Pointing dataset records
***

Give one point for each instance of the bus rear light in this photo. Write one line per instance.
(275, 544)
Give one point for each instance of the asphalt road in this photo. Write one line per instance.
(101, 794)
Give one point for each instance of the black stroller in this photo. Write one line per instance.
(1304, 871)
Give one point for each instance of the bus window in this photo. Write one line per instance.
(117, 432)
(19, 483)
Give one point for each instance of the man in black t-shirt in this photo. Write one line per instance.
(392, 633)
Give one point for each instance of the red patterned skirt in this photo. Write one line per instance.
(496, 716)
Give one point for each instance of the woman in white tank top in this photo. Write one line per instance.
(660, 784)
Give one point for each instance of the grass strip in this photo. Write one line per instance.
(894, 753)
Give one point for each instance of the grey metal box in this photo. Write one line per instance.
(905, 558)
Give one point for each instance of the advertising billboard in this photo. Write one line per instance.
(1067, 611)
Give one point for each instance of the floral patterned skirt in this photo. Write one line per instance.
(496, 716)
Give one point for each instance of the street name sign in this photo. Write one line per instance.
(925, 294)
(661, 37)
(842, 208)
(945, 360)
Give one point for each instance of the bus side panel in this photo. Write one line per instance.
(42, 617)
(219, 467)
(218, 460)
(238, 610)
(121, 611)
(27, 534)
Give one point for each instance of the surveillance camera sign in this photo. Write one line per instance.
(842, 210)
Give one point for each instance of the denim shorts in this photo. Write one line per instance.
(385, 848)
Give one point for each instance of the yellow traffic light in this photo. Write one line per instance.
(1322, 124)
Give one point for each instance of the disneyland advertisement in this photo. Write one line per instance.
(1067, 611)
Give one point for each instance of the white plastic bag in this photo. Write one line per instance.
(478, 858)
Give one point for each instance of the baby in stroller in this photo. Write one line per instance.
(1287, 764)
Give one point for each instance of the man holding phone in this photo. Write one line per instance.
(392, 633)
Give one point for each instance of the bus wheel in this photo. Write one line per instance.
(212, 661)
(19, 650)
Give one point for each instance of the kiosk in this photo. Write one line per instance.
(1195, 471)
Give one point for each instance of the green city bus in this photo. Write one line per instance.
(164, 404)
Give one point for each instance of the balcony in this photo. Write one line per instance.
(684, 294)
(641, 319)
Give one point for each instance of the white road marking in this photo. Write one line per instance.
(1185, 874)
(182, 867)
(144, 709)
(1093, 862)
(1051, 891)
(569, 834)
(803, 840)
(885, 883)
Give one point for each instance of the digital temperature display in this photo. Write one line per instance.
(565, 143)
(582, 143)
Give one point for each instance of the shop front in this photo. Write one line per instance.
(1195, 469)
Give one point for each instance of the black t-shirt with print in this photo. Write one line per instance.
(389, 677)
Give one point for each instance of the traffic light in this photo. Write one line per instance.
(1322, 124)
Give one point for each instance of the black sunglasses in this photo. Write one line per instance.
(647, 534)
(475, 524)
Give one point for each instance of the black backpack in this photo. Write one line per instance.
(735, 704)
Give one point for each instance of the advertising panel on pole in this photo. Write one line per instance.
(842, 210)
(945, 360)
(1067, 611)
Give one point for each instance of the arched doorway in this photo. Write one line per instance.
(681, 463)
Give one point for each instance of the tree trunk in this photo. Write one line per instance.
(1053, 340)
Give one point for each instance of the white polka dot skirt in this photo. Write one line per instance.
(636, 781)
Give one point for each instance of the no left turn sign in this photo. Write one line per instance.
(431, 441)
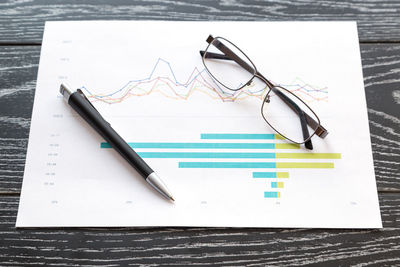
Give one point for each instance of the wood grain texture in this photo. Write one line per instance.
(381, 66)
(200, 246)
(23, 20)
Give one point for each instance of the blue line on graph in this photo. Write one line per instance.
(264, 175)
(271, 194)
(208, 155)
(199, 145)
(236, 136)
(189, 82)
(239, 165)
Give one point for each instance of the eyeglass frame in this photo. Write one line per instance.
(230, 55)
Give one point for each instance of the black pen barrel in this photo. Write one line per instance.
(93, 117)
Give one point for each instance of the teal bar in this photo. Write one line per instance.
(271, 194)
(198, 145)
(208, 155)
(209, 165)
(264, 174)
(237, 136)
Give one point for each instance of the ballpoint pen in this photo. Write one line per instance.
(79, 102)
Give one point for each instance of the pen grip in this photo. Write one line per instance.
(93, 117)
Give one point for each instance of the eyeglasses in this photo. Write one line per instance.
(283, 111)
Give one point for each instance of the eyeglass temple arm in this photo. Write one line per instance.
(320, 130)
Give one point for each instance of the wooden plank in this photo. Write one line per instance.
(23, 21)
(381, 65)
(200, 246)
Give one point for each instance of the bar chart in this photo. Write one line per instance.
(196, 150)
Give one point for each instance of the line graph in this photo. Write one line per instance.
(198, 82)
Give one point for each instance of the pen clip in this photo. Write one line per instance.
(84, 96)
(79, 91)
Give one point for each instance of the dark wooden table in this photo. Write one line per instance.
(21, 28)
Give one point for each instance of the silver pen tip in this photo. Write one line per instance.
(65, 91)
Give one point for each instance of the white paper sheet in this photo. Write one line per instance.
(148, 80)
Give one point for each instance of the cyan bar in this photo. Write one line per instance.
(236, 136)
(264, 174)
(271, 194)
(209, 155)
(198, 145)
(208, 165)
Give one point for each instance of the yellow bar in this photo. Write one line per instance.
(308, 155)
(287, 146)
(282, 175)
(279, 137)
(309, 165)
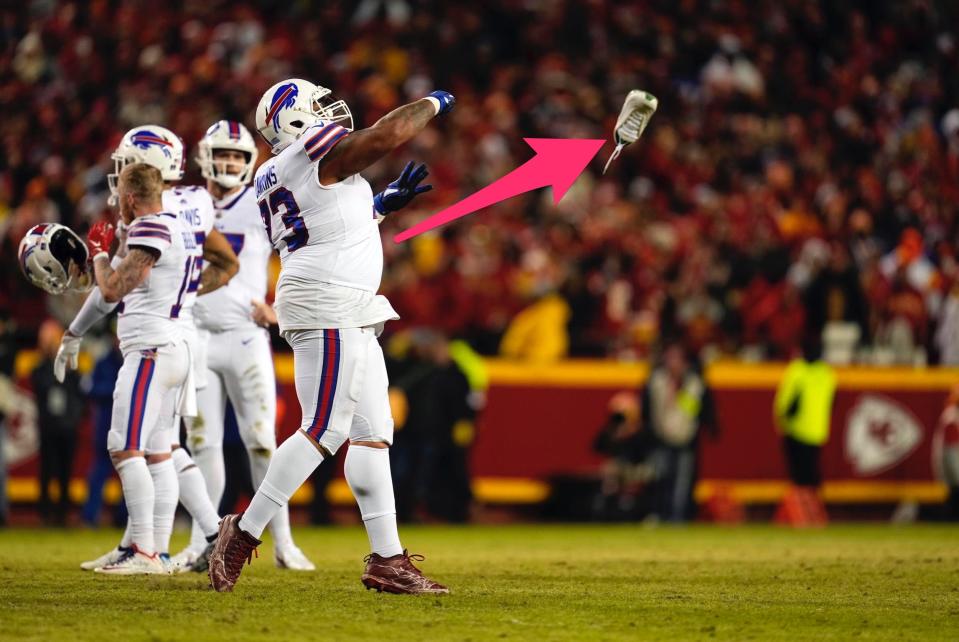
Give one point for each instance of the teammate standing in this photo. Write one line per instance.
(156, 360)
(160, 148)
(321, 216)
(230, 324)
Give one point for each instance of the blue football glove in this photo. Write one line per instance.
(446, 100)
(400, 192)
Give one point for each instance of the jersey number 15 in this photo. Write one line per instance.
(289, 214)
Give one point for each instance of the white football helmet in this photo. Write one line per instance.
(150, 144)
(291, 106)
(226, 134)
(45, 255)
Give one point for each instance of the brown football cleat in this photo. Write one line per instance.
(397, 574)
(233, 547)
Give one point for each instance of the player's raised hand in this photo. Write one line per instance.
(444, 101)
(100, 238)
(66, 355)
(404, 189)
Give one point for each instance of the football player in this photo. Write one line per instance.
(321, 217)
(231, 325)
(156, 360)
(162, 149)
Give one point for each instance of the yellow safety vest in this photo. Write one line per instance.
(804, 401)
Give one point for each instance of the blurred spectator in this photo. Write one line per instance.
(802, 410)
(947, 335)
(99, 389)
(430, 454)
(945, 453)
(626, 471)
(538, 333)
(60, 408)
(676, 407)
(8, 352)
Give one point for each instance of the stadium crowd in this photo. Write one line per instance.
(802, 172)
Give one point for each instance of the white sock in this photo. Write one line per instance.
(127, 538)
(193, 493)
(280, 524)
(210, 462)
(137, 487)
(166, 489)
(368, 474)
(292, 463)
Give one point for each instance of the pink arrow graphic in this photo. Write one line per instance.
(558, 162)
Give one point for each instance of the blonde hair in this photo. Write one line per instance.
(143, 181)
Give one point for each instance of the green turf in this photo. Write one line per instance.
(514, 582)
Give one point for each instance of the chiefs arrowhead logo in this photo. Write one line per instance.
(880, 433)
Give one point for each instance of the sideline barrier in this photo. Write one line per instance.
(541, 419)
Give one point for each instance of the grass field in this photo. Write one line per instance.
(514, 582)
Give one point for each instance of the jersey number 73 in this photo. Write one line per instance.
(289, 214)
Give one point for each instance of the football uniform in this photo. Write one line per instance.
(328, 310)
(156, 360)
(239, 359)
(194, 207)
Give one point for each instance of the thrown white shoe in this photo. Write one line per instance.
(292, 558)
(134, 562)
(106, 558)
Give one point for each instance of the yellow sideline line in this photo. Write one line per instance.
(522, 491)
(596, 373)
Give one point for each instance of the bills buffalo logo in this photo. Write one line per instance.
(880, 433)
(285, 96)
(145, 139)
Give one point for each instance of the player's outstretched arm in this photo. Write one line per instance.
(116, 283)
(222, 264)
(362, 148)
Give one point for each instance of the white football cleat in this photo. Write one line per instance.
(106, 558)
(167, 563)
(638, 108)
(292, 558)
(134, 562)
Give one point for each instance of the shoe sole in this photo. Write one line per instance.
(215, 565)
(378, 585)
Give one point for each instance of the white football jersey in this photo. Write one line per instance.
(194, 206)
(325, 235)
(148, 313)
(229, 307)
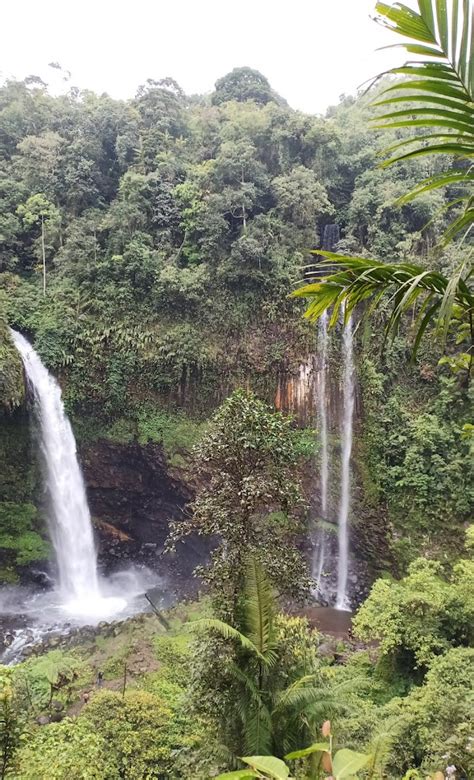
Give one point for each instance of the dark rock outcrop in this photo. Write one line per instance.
(130, 489)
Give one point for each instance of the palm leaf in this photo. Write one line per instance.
(443, 84)
(259, 609)
(360, 278)
(227, 632)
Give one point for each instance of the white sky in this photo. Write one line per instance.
(310, 50)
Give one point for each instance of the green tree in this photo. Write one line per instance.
(270, 695)
(248, 499)
(421, 616)
(441, 93)
(38, 210)
(243, 84)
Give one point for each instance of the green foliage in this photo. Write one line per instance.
(70, 749)
(176, 432)
(414, 462)
(12, 387)
(444, 93)
(421, 616)
(12, 724)
(247, 458)
(442, 101)
(17, 534)
(243, 84)
(263, 674)
(138, 728)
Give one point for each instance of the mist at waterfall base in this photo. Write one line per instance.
(330, 563)
(79, 596)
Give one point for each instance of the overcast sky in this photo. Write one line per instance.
(310, 50)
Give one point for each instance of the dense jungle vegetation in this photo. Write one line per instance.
(148, 248)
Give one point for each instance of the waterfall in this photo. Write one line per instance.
(331, 556)
(342, 601)
(321, 391)
(68, 517)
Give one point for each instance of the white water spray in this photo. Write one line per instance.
(69, 517)
(344, 505)
(321, 385)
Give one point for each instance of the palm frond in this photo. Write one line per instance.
(259, 610)
(359, 278)
(227, 632)
(441, 86)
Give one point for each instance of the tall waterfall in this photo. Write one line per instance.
(69, 517)
(321, 392)
(331, 555)
(342, 601)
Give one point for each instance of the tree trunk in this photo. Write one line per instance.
(44, 255)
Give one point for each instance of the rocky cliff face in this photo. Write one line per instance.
(133, 497)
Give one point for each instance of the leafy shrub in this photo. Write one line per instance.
(138, 730)
(70, 750)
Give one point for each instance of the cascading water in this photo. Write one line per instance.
(321, 391)
(342, 601)
(69, 517)
(331, 554)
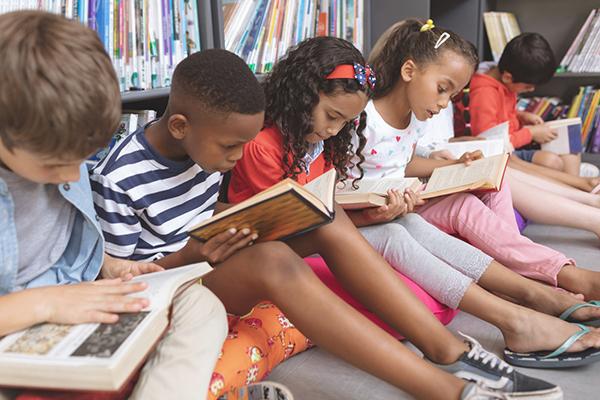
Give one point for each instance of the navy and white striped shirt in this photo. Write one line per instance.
(147, 203)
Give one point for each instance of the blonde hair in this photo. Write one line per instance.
(59, 94)
(405, 40)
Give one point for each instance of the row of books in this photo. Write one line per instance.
(261, 31)
(584, 53)
(500, 28)
(146, 39)
(585, 105)
(548, 108)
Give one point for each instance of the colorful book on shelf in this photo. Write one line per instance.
(99, 357)
(368, 193)
(284, 210)
(568, 140)
(485, 174)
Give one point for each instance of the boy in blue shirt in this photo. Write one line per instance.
(59, 102)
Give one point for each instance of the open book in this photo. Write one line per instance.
(485, 174)
(284, 210)
(371, 192)
(489, 147)
(569, 136)
(98, 357)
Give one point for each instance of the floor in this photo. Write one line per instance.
(317, 375)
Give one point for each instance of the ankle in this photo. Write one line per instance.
(447, 354)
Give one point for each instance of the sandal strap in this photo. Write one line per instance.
(569, 342)
(569, 311)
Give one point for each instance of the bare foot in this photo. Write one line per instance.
(534, 331)
(580, 280)
(555, 301)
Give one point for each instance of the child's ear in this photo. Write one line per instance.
(407, 71)
(178, 124)
(506, 78)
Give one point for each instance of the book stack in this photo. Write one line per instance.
(261, 31)
(584, 53)
(500, 27)
(548, 108)
(146, 39)
(585, 105)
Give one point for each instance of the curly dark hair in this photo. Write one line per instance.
(220, 80)
(403, 41)
(292, 91)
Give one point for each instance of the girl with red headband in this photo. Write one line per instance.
(315, 102)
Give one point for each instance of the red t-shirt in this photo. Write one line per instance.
(262, 166)
(490, 104)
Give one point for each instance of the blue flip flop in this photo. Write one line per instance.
(558, 358)
(566, 315)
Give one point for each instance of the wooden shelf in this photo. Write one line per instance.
(144, 95)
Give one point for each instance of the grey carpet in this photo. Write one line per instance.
(317, 375)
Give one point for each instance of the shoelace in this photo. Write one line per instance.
(481, 392)
(477, 353)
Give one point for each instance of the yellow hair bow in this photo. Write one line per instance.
(427, 26)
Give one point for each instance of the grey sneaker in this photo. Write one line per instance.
(485, 368)
(265, 390)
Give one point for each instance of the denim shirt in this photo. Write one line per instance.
(83, 256)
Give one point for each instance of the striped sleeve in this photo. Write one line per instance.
(120, 224)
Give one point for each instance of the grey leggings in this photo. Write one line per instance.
(441, 264)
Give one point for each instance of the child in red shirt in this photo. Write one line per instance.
(527, 61)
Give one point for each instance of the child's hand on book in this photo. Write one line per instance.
(396, 207)
(441, 155)
(469, 157)
(528, 118)
(542, 134)
(220, 247)
(97, 301)
(125, 269)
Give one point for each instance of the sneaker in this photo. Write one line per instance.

***

:: PROMPT ::
Can you quote exactly the lines from the one containing "Give one point for each instance of the child's ear" through the last line of the records above, and nothing else?

:: OUTPUT ::
Give one point for each instance of the child's ear in this photo. Write one line per instance.
(407, 71)
(178, 124)
(506, 78)
Give one point for each instance of the book stack in this photo. Write one line per instance.
(261, 31)
(584, 53)
(500, 27)
(548, 108)
(146, 39)
(585, 105)
Give one point for each instance of the curly dark hair in this photo. Write one line per instance.
(220, 80)
(403, 41)
(292, 91)
Give one point for each instance of the girl with red headband in this photo. Write one line per instance.
(315, 102)
Give one point for each instance of the red t-shirt in this photo. Write one line per instance.
(262, 166)
(490, 104)
Give one point for each instance of the blue flip flop in this photo. Write one line per instance.
(558, 358)
(566, 315)
Give one point for each instance of the wooden shelf in this photo. Write one line per instance.
(144, 95)
Give one point for each instance of the grey carpet in this photo. Write one line per instance.
(317, 375)
Give one point for each instance of the shoelace in this photo. Write one line per instance.
(481, 392)
(477, 353)
Give one point for each instance of the yellow hair bow in this photo. Write one line per instance.
(427, 26)
Give one point for each instance of the grey sneaker in this photo. Write one line per instance.
(485, 368)
(265, 390)
Give one point for each instance of the denim shirt in this photo. Write one line per instance.
(83, 256)
Give one point for each instance of the striped sleeve in this photo. Write one line per instance.
(120, 224)
Give one point for each instance of the grey leggings in this photo. Write one line per instance.
(441, 264)
Give one point for each instance of the child in red shirt in this photo. Write one line per instance.
(527, 61)
Give one point for each instance of the child's hand on book in this photo. Write one line per instance.
(396, 207)
(441, 155)
(469, 157)
(528, 118)
(542, 134)
(220, 247)
(97, 301)
(125, 269)
Give one point for each instance of the sneaker in this photo. Write one line per instance.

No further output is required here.